[Coordinate annotation entries]
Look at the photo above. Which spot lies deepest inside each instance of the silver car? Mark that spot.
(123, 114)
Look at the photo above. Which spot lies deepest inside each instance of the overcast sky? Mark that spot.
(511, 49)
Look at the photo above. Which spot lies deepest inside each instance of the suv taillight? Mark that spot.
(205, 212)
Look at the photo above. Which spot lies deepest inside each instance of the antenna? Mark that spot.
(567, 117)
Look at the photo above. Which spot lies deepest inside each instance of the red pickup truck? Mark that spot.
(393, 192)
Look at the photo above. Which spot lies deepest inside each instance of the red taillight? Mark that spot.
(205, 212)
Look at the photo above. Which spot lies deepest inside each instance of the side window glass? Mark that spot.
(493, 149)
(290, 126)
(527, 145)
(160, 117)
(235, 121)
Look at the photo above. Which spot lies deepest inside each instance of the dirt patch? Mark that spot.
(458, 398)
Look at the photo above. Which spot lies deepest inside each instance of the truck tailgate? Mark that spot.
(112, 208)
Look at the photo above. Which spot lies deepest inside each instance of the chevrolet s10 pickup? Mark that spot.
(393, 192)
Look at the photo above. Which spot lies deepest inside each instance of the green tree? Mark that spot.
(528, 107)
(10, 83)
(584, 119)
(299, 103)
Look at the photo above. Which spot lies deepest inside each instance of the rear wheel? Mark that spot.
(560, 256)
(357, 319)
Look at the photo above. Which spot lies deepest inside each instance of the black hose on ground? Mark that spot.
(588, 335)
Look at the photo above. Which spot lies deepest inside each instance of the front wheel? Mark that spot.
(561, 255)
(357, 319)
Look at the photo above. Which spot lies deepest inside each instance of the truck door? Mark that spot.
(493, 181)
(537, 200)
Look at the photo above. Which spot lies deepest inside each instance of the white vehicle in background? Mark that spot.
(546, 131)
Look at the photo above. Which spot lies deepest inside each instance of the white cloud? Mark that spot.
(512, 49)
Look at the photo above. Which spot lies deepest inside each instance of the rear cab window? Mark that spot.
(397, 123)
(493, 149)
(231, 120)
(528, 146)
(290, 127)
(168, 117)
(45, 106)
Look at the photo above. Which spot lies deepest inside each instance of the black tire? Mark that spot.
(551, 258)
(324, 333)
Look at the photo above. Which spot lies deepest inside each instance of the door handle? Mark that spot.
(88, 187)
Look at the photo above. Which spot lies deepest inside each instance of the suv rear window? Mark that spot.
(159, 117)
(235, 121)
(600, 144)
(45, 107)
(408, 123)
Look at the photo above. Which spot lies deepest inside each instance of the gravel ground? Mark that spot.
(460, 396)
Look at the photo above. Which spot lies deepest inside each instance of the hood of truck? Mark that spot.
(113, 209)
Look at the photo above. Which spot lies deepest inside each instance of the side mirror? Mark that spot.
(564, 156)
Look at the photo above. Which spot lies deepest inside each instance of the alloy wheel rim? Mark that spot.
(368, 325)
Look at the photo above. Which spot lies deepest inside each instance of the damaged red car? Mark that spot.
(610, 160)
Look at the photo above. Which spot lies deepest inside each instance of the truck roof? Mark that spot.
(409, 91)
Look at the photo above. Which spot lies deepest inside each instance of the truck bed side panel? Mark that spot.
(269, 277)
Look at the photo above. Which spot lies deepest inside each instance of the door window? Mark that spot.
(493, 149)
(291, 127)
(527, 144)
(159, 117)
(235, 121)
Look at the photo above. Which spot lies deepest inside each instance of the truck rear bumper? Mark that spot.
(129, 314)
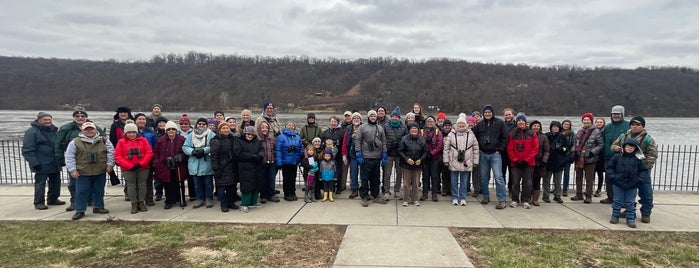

_Prompt_
Reproduce every line of the material above verbatim, omitting the pictures from your reply.

_Response for this exercise_
Look at the photo above. Which spot lies deepest inside each instance of the silver car? Mark that spot.
(123, 114)
Look at the photo above. Which spot lies deepest inside each instance of the overcast sky? Mark that spot.
(511, 49)
Look at the photo above. Which spot lies deepest inside each instance of the suv taillight? Mark that spot.
(205, 212)
Look at the photo above. Which spot lies deepest inside each instance of the antenna? Mark that spot.
(567, 117)
Look at the photo above. Which spot lies deepest inside each instance of the red pickup truck? Mark that spot.
(393, 192)
Look at the photo above. Which spot lies deepest inside each instance of the red taillight? Mark that spot.
(205, 212)
Look at the photo above. Which spot lies deepest inside each instance of the side window glass? Mark that spot.
(493, 149)
(290, 126)
(527, 145)
(160, 117)
(235, 121)
Look at the photo above. Which spot lies deepest inside each instance of the dirt patch? Mark that spot.
(458, 398)
Look at the photo above. Which spot lies deepest inside each instance of the truck tailgate? Mark that spot.
(112, 208)
Look at the photo above. Which spot lies deepest inside each instance of the chevrolet s10 pickup? Mark that spot.
(393, 192)
Look at the photo above. Which spot lies deepest inside each instance of the green tree? Mark that spot.
(528, 107)
(10, 83)
(584, 119)
(299, 103)
Look at the photo above. Which spot lies deepest inside each instance of the rear wheel? Mark that spot.
(560, 256)
(357, 319)
Look at the photo above. Which spot lies deepest inside each instance of the black hose on ground? Mark that spot.
(588, 335)
Look at the photo above. Which spot lies deepest inside each instance of the front wheel? Mark that spot.
(561, 255)
(357, 319)
Look at the photo above. Which spot lies deepest inside each instance of the truck door? Mark that spot.
(493, 181)
(537, 200)
Look at the photo above. Which spot lies deepest inside each instance of the white vehicle in background? Mark that spot.
(546, 131)
Look at the photo above. Which spot lies deepest inside each instance of the white cloud? Mark that spot.
(512, 49)
Look at the photo above. Which spot lies deepest inside each instance of the rear cab window? Mark that spot.
(397, 123)
(493, 149)
(231, 120)
(528, 146)
(290, 127)
(168, 117)
(45, 106)
Look at the photo above. Which spot lies deepest inside each instance of the black tire? Mark that spot.
(551, 258)
(324, 333)
Look at the photo above. Which spot lies deepest inside each instance of the door handle? Mark that spot.
(88, 187)
Look at the photo above. Which spot lies deepest inside each instance of the suv rear window? Mark that spot.
(159, 117)
(235, 121)
(600, 144)
(45, 107)
(408, 123)
Look at the photo above. Which spot lies deepest inside each instance of the gravel ground? Mark that spot.
(460, 396)
Look at the photo above. Which spot lies deepest inside each instance of the hood of truck? Mark that spot.
(113, 209)
Look at the photo above. Which spot lies deepest inside each instance of the side mirror? Mark that spot.
(564, 156)
Look at the photo above. Which spot lies deepest inside each instance of the alloy wheel rim? Mark that spot.
(368, 325)
Look at the photo above. Which spot lies deepest inside each instance of the damaged red car? Mark that spot.
(610, 160)
Look at the photo above. Which spot lies deepest inside each instance of the truck roof? Mark that spot.
(409, 91)
Look at the photo above. Which spot lies deepest inside each instance of the truck bed side panel? Mark that spot.
(269, 277)
Look at the photo above. Which spot lies deepest inside each instance of the door window? Mark that spot.
(493, 149)
(291, 127)
(527, 144)
(159, 117)
(235, 121)
Look at the photo above. Which spot lies deepest inside each instance of the truck rear bumper? Mark that spot.
(129, 314)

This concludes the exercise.